WHAT TO WORK ON: Word for word and without images, transcribe all of the records.

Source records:
▬▬▬▬▬▬▬▬▬▬

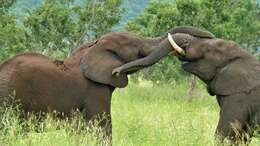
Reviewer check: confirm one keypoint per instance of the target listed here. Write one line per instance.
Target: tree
(57, 26)
(229, 19)
(11, 36)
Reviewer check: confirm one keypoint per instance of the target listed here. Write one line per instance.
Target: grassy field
(142, 116)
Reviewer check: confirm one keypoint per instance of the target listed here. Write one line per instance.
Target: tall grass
(141, 116)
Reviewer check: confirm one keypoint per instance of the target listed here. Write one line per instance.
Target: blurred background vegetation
(54, 27)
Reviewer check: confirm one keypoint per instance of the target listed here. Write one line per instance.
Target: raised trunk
(162, 49)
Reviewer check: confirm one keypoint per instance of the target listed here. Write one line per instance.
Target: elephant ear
(239, 76)
(97, 64)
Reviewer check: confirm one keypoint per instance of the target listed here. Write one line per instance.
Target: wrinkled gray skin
(182, 35)
(84, 80)
(233, 75)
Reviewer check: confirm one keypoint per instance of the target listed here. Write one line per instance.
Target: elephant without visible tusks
(230, 73)
(84, 81)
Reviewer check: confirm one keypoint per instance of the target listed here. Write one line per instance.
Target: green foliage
(233, 20)
(11, 36)
(62, 25)
(164, 117)
(56, 27)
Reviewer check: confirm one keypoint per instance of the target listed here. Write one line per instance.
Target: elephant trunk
(161, 50)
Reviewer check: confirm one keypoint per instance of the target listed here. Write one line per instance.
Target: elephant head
(133, 52)
(183, 36)
(223, 65)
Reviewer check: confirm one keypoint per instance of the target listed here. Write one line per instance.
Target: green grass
(142, 116)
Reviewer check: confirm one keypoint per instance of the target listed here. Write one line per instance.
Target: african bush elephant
(233, 75)
(230, 73)
(83, 81)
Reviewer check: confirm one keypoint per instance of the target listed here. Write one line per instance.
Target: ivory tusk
(175, 46)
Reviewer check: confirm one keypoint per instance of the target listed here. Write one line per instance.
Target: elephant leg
(233, 122)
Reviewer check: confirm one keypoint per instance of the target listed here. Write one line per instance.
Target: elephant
(83, 81)
(229, 72)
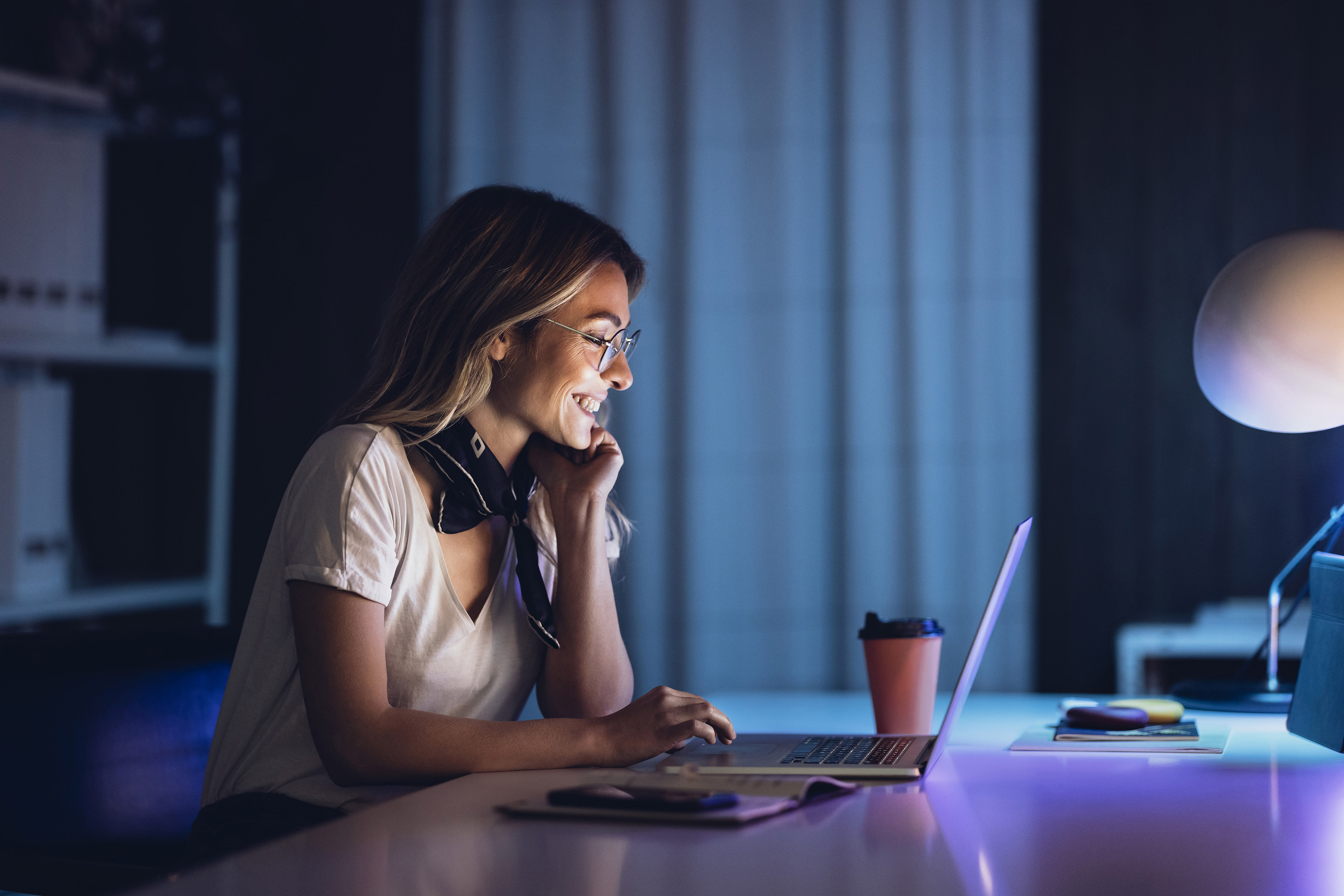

▬▬▬▬▬▬▬▬▬▬

RESPONSE BELOW:
Reviewer check: confirm one keypoint per instance of the target listed here. Write one line per instance.
Target: tree
(57, 26)
(229, 19)
(11, 36)
Reviewer check: confirm one keypoint per instance of the target listed here. Write one line per instance.
Target: grassy field
(142, 116)
Reviewer check: confirm one keypoint per instance of the target listed here. Write one line per instance.
Target: tall grass
(141, 116)
Reviewer check: confirm one keypoint per instance of the target listed here. Write one line per instance.
Target: blurred background vegetation
(54, 27)
Reviewer check: confirm one keypoint per instance of the target listed here. Write one line per instance.
Target: raised trunk
(162, 49)
Reviewer check: confirm one keypoint per instance of the target listed here. Write one line per instance.
Target: elephant ear
(239, 76)
(97, 64)
Reviewer check: confirm one keypoint per instance of the target listed here. Write one line per instance.
Target: wrinkled gray skin
(182, 35)
(84, 80)
(233, 75)
Reviewer check: confirm one keypoint per instance of the target listed here. Write one line per instance.
Target: elephant without visible tusks
(230, 73)
(84, 81)
Reviewer check: confirm one keypoint per instance of the target listed here. Write one line per instance.
Target: green foliage
(233, 20)
(11, 36)
(62, 25)
(164, 117)
(56, 27)
Reviewer check: confirm one keypoint per instance of the target listed here. Write one line per instance.
Target: elephant trunk
(161, 50)
Reviewer check: confirm one keypoint per instance of the target listed here. Write one line per instance.
Target: elephant head
(133, 52)
(183, 36)
(223, 65)
Reviewer check: confirm one keypoint per instance of the target listed here. Write one line per instance.
Target: green grass
(142, 116)
Reviewer check: confirm one keypoint per instance of the target listed here. Write one line per instance.
Target: african bush elephant
(233, 75)
(230, 73)
(83, 81)
Reviewer check: confirm one keypoint per instance of the target listed here. Write one line per instance.
Target: ivory tusk
(175, 46)
Reviewer check: confirm one keypoint per instance of the target listed here. Write one line per instance.
Target: elephant leg
(233, 122)
Reviewer check: confirm one keypoint per instance of the target listed here. Write one line per instance.
Target: elephant
(83, 81)
(229, 72)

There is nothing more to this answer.